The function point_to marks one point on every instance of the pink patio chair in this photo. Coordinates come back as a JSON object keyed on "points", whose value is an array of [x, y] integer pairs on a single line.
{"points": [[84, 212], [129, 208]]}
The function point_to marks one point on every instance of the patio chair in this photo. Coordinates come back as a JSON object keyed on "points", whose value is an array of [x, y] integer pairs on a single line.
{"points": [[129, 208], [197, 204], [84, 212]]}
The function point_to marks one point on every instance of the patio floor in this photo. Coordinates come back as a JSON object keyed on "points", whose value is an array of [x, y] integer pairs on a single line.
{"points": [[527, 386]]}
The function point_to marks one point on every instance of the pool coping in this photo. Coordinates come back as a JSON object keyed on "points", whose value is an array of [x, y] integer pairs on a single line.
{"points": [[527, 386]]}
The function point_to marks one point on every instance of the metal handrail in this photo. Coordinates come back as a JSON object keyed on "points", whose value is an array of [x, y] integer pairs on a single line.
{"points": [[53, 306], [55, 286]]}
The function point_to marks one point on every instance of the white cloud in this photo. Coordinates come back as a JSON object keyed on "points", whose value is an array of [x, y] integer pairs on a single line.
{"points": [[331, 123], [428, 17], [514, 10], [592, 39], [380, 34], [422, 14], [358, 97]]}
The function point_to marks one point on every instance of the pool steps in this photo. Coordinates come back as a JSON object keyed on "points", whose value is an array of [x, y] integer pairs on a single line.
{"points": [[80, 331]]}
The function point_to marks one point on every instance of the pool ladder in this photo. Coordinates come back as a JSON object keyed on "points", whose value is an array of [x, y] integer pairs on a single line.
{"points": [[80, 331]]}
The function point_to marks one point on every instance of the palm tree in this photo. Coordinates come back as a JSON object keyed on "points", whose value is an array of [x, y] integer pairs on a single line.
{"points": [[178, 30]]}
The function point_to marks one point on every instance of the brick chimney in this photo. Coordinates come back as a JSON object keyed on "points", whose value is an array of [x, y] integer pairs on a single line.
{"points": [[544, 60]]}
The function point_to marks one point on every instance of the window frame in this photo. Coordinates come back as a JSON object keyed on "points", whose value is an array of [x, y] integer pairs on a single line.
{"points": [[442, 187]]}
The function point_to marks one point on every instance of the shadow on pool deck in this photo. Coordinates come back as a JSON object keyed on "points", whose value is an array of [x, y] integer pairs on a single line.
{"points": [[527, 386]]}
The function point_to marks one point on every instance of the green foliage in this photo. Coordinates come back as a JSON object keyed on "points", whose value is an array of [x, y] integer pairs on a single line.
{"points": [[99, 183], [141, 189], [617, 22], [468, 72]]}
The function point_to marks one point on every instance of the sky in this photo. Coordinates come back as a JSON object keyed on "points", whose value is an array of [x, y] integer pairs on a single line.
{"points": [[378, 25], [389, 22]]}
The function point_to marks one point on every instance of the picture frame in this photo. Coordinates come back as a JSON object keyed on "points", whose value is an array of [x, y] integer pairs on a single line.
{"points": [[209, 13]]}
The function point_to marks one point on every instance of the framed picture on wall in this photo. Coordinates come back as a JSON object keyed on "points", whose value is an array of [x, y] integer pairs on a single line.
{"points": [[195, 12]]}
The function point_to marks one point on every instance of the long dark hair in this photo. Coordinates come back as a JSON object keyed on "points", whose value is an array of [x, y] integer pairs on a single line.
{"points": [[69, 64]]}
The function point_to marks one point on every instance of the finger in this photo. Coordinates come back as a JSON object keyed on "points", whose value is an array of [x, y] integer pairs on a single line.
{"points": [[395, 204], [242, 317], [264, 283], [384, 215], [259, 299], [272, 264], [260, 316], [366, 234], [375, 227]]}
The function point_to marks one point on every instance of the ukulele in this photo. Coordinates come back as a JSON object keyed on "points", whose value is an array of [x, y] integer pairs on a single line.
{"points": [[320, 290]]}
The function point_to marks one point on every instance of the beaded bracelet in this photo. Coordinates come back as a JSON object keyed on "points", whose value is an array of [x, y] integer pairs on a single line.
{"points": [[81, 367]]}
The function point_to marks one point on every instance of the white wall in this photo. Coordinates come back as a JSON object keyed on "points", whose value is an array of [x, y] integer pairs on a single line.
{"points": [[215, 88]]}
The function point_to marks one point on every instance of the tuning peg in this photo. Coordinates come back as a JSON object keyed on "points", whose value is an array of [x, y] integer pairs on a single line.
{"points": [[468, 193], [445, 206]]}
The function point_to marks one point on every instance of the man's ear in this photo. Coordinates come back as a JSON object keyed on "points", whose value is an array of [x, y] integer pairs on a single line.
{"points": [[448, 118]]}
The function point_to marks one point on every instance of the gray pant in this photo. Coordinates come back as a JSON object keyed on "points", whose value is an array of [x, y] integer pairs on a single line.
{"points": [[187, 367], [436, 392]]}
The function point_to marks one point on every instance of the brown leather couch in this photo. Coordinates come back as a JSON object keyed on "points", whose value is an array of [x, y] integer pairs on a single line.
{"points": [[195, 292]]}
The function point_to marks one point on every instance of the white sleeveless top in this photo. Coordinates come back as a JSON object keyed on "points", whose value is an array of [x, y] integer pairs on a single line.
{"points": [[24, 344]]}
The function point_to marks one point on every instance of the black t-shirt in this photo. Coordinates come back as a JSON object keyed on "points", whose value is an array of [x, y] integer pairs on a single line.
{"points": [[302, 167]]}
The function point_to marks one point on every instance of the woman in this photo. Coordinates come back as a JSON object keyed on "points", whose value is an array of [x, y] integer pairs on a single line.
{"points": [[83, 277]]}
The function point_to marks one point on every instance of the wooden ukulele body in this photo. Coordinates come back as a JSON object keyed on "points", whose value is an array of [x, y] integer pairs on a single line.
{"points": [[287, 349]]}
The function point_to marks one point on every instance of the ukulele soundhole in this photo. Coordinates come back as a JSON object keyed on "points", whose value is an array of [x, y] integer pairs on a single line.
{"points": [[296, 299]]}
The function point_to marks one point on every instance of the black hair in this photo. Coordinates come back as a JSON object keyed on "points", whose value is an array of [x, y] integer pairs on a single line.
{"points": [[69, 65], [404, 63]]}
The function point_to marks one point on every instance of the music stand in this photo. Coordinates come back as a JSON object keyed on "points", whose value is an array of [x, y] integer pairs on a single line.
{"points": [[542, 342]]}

+++

**Task details:**
Each record above needs to be given again exactly as written.

**Task solution:**
The function point_to marks one point on every instance of the pink patio chair in this photo. Coordinates come back as a JSON object keyed on "points", whose value is an array of [x, y] integer pairs on a single line.
{"points": [[84, 212], [129, 208]]}
The function point_to marks one point on every instance of the patio chair in this photo. Coordinates come back as a JSON object keyed on "points", whose value is an array of [x, y] integer pairs on a single line.
{"points": [[129, 208], [197, 204], [84, 212]]}
The function point_to marks one point on every instance of the patio floor in this photo. Coordinates come back as a JSON object keyed on "points", whose value is an array of [x, y] integer pairs on a single line.
{"points": [[527, 386]]}
The function point_to marks one point on every instance of the pool coping in this photo. Coordinates come back as a JSON object keyed on "points", whose value is an array of [x, y] integer pairs on a single line.
{"points": [[527, 386]]}
The function point_to marks one point on every instance of the metal handrail in this photo. Coordinates come back as a JSON object keyed on "points", whose value is an array of [x, y] integer pairs on a single line.
{"points": [[53, 306], [55, 286]]}
The function point_to marks one point on every instance of the white cloud in this photo. Coordinates come back as a JSON object keyed on "points", whose value is an array of [x, y] integer pairs on a single line.
{"points": [[331, 123], [428, 17], [514, 10], [592, 39], [380, 34], [422, 14], [358, 97]]}
The function point_to marks one point on every instance of the pool steps in this photo. Coordinates come back as a JSON object keyed on "points", whose value is an array of [x, y] integer pairs on a single line.
{"points": [[80, 331]]}
The function point_to marks one point on every instance of the pool ladder in this photo. Coordinates come back as a JSON object keyed on "points", whose value is an array of [x, y] integer pairs on a single line.
{"points": [[80, 331]]}
The function point_to marks one point on every instance of the palm tree in this photo. Coordinates come back as a JSON object keyed on "points", whose value is an array of [x, y] integer pairs on a single line.
{"points": [[178, 30]]}
The function point_to marks one point on every instance of the brick chimney in this photo. Coordinates come back as a JSON object keyed on "points", whose value is an array of [x, y] integer pairs on a single line.
{"points": [[544, 60]]}
The function point_to marks one point on every instance of the window frame in this photo. Coordinates come back as a JSON object keyed on "points", whose value is an array of [x, y] integer pairs on a single line.
{"points": [[442, 187]]}
The function point_to marks one point on every instance of the shadow on pool deck in this photo. Coordinates come back as a JSON object keyed on "points", whose value is an array of [x, y] integer pairs on a single line.
{"points": [[527, 386]]}
The function point_to marks one point on every instance of the green foliage in this photo. Coordinates come back as a JSON object keyed on "points", whose value is an array of [x, y] integer pairs on a single line.
{"points": [[99, 183], [141, 189], [617, 22], [468, 72]]}
The function point_to marks one point on every instance of the sky in this photo. Coordinates come back as a JSON object keyed on "points", whose value is an array of [x, y] integer pairs on a single line.
{"points": [[378, 25], [389, 22]]}
The function point_to marks one point on every instance of the picture frame in this photo. Coordinates come back as a JSON object keyed on "points", whose value is an array of [x, y] integer pairs on a single line.
{"points": [[209, 13]]}
The function point_to marks one point on every instance of the framed picture on wall in this photo. Coordinates come back as a JSON object keyed on "points", whose value is an array of [x, y] integer pairs on a single line.
{"points": [[195, 12]]}
The function point_to marks one point on every instance of the long dark hair in this photo. Coordinates come back as a JSON object keyed on "points", whose value is an array of [x, y] integer pairs on a single line.
{"points": [[69, 64]]}
The function point_to marks one point on every instance of the finger in this photo. Coordinates come back as a JSON object keyed on "points", whose value is an array of [x, y] integer pairs on a single line.
{"points": [[395, 204], [242, 317], [264, 283], [384, 215], [259, 299], [272, 264], [260, 316], [366, 234], [375, 227]]}
The function point_to marks one point on every instance of the ukulele in this photo. Coordinates come back as a JSON object keyed on "points", whose value is an array of [x, y] integer pairs on a single line.
{"points": [[320, 290]]}
The function point_to marks one point on every instance of the beaded bracelet in this photo. Coordinates come back as a JSON object keyed on "points", whose value is an array of [x, y] integer pairs on a single line.
{"points": [[81, 367]]}
The function point_to marks one point on every instance of the white wall in this photo. Coordinates come back as a JSON object keyed on "points", whose value is an array of [x, y] integer pairs on a single line.
{"points": [[215, 88]]}
The function point_to marks one point on every instance of the tuning peg in this photo. Coordinates come back as a JSON object keyed on "points", whose value is an array of [x, y] integer pairs on a single line.
{"points": [[468, 193], [445, 206]]}
The function point_to marks one point on every instance of the man's ear in this photo. Coordinates come back as a JSON object keyed on "points", whose value is an array of [x, y] integer pairs on a single line.
{"points": [[448, 118]]}
The function point_to marks one point on every instance of the gray pant in this photo. Coordinates come back as a JSON object keyed on "points", whose value is an array of [x, y] integer pairs on a single line.
{"points": [[187, 367], [436, 392]]}
The function point_to marks one point on every instance of the brown leather couch in this photo. Coordinates come back as a JSON object keyed on "points", whose value is an array of [x, y] integer pairs on a single line.
{"points": [[195, 292]]}
The function point_to marks one point on every instance of the white sleeveless top in this photo. Coordinates come back as a JSON object keyed on "points", whose value is an array of [x, y] integer pairs on a single line.
{"points": [[24, 344]]}
The function point_to marks one point on every instance of the black t-shirt in this photo. Coordinates come back as a JSON object keyed on "points", whose value is an array of [x, y] integer pairs on a single line.
{"points": [[302, 167]]}
The function point_to marks one point on every instance of the woman in this photo. Coordinates come back as a JSON object keyed on "points", whose value is an array of [x, y] integer pairs on a single line.
{"points": [[83, 277]]}
The function point_to marks one point on every instance of the wooden ukulele body in this photo. Coordinates come back as a JSON object keyed on "points", whose value is an array of [x, y] integer pairs on a single line.
{"points": [[287, 349]]}
The function point_to marks one point on every instance of the ukulele soundhole in this photo. Coordinates come back as a JSON object keyed on "points", whose value is an array of [x, y] integer pairs on a single line.
{"points": [[296, 299]]}
The function point_to marks one point on every instance of the black hair in this photo. Coordinates come back as a JSON object keyed on "points", whose value is an array of [x, y] integer pairs on a single line.
{"points": [[69, 65], [404, 63]]}
The function point_to marks one point on every instance of the music stand in this photo. Coordinates come back as a JSON object keyed on "points", whose value is an array of [x, y] integer pairs on a single line.
{"points": [[542, 342]]}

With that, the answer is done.